§ **RETO 1**: Copia de nuevo los registros desde la línea que contiene "on the woman's" hasta el final, sustituyendo "blue shirt" por "gray shirt" y sin cambiar nada más.

§ **TEXTO**:
☆ ☆ ☆

Las baronías autonómicas y el despilfarro de la mayoría absoluta

EL CONFIDENCIAL 15/05/13
JOSÉ ANTONIO ZARZALEJOS

De las diez legislaturas de la democracia, sólo en cuatro los ciudadanos han otorgado mayorías absolutas. Se la regatearon a Adolfo Suárez -la derecha no compareció unida a las urnas en 1979- pese a que impulsó la Constitución, pero se la dieron a Felipe González en 1982 (202 diputados sobre 350) y en 1986 (183 escaños), porque la alternativa del PSOE fue la respuesta al frustrado golpe de Estado de 1981 y porque con los socialistas España entró en la Comunidad Económica Europea en 1986 (el acta de adhesión se firmó el 12 de junio de 1985).
La expulsión del poder del PSOE en 1996 -después de dos legislaturas de González sin mayoría absoluta- no fue tan clamorosa como se pudo esperar: Aznar ganó los comicios ese año con 156 diputados y tuvo que esperar al 2000 para lograr 184, una amplia mayoría absoluta con la que la ciudadanía premió la gestión de la crisis por el PP dándole poderes suficientes para la integración de España en el euro. Rodríguez Zapatero no obtuvo ninguna mayoría absoluta, ni en 2004 ni en 2008, y Rajoy aparcó al PSOE en su tercer intento el 20-N de 2011 con una mayoría absoluta superior a la de Aznar: 186 diputados, que es con la que gobierna desde hace ya casi dieciséis meses. De nuevo, el electorado le otorgó este poder exorbitante para sacar al país de la crisis tras siete años de socialismo, tres de los cuales fueron literalmente desastrosos y los cuatro primeros de invertebración de España y de dilución de los valores de la transición. Las mayorías absolutas se han concedido por el electorado siempre para solucionar problemas excepcionales o adoptar iniciativas decisivas.

Las mayorías absolutas se han concedido por el electorado siempre para solucionar problemas excepcionales o adoptar iniciativas decisivas

Ahora estamos en condiciones de contemplar cómo, obscenamente, el Gobierno del PP dilapida un extraordinario e inédito poder político, superior al de los socialistas en 1982 porque al obtenido en las generales del 20-N de 2011 hay que añadir el local y autonómico alcanzado el 22 de mayo de ese mismo año. Las cosas se iniciaron torcidamente con el decreto ley de diciembre de 2011 de medidas urgentes que incumplía la primera promesa electoral -subió el impuesto de la renta-, fueron a peor con la tardanza en la presentación de los presupuestos generales de 2012 para no comprometer la victoria por mayoría absoluta de Javier Arenas en Andalucía -que se frustró- y se sumieron en el peor de los diagnósticos con la gestión de la crisis de Bankia, al tiempo que el propio Rajoy reconocía que la realidad le impedía cumplir con su programa.

☆ ☆ ☆

§ **REGISTROS DEL EJERCICIO**:
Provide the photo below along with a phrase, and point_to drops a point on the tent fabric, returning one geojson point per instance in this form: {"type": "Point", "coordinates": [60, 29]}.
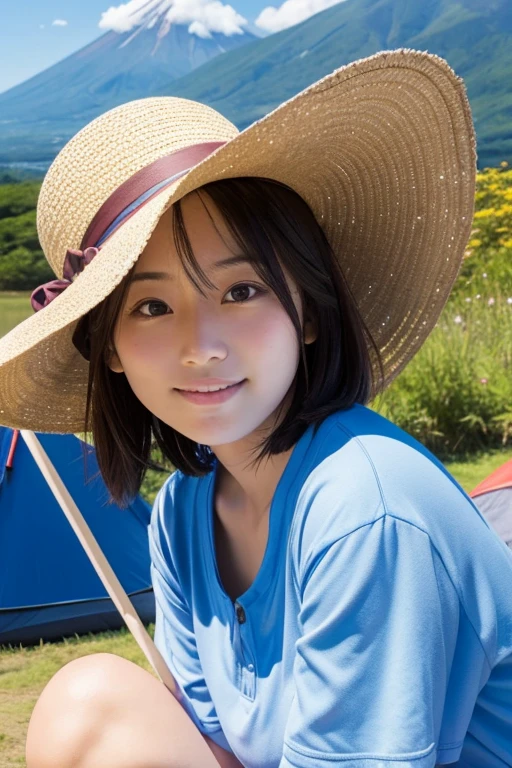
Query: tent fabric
{"type": "Point", "coordinates": [500, 478]}
{"type": "Point", "coordinates": [496, 507]}
{"type": "Point", "coordinates": [48, 587]}
{"type": "Point", "coordinates": [493, 497]}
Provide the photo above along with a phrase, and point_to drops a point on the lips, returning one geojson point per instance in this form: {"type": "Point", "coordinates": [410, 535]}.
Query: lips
{"type": "Point", "coordinates": [212, 398]}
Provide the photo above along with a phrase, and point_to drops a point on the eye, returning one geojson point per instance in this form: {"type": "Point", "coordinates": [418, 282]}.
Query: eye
{"type": "Point", "coordinates": [242, 292]}
{"type": "Point", "coordinates": [151, 304]}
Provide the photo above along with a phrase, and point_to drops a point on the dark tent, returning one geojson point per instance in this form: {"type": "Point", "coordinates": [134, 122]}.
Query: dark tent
{"type": "Point", "coordinates": [493, 497]}
{"type": "Point", "coordinates": [48, 587]}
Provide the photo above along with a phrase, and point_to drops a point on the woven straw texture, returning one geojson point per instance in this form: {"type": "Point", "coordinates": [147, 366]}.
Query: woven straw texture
{"type": "Point", "coordinates": [382, 150]}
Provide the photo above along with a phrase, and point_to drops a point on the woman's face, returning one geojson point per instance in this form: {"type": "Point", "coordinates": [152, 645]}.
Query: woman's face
{"type": "Point", "coordinates": [169, 338]}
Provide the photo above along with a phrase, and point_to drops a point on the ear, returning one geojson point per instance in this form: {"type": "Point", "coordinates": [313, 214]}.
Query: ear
{"type": "Point", "coordinates": [114, 362]}
{"type": "Point", "coordinates": [310, 331]}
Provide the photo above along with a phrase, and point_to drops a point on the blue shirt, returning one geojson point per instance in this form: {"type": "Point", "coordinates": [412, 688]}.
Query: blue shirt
{"type": "Point", "coordinates": [378, 630]}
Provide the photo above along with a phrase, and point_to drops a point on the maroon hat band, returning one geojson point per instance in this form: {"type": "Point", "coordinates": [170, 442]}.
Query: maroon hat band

☆ ☆ ☆

§ **RETO 2**: Indica si cada afirmación concuerda con el texto sobre las mayorías absolutas y responde sí o no, citando las palabras del texto que lo deciden: (a) Felipe González obtuvo 202 diputados en 1982. (b) Aznar logró la mayoría absoluta en las elecciones de 1996. (c) Rodríguez Zapatero consiguió mayoría absoluta en 2008.

§ **RESPUESTA CORRECTA 1**:
Provide the photo above along with a phrase, and point_to drops a point on the woman's face, returning one geojson point per instance in this form: {"type": "Point", "coordinates": [152, 645]}.
Query: woman's face
{"type": "Point", "coordinates": [169, 338]}
Provide the photo above along with a phrase, and point_to drops a point on the ear, returning one geojson point per instance in this form: {"type": "Point", "coordinates": [313, 214]}.
Query: ear
{"type": "Point", "coordinates": [114, 362]}
{"type": "Point", "coordinates": [310, 331]}
Provide the photo above along with a phrase, and point_to drops a point on the gray shirt, returning one geojson point per instance in this form: {"type": "Point", "coordinates": [412, 688]}.
Query: gray shirt
{"type": "Point", "coordinates": [378, 630]}
Provide the photo above along with a phrase, and point_to drops a point on the maroon hat band, returning one geojson point per instance in this form: {"type": "Point", "coordinates": [170, 442]}.
Query: maroon hat band

§ **RESPUESTA CORRECTA 2**:
(a) Sí: "se la dieron a Felipe González en 1982 (202 diputados sobre 350)".
(b) No: "Aznar ganó los comicios ese año con 156 diputados y tuvo que esperar al 2000 para lograr 184".
(c) No: "Rodríguez Zapatero no obtuvo ninguna mayoría absoluta, ni en 2004 ni en 2008".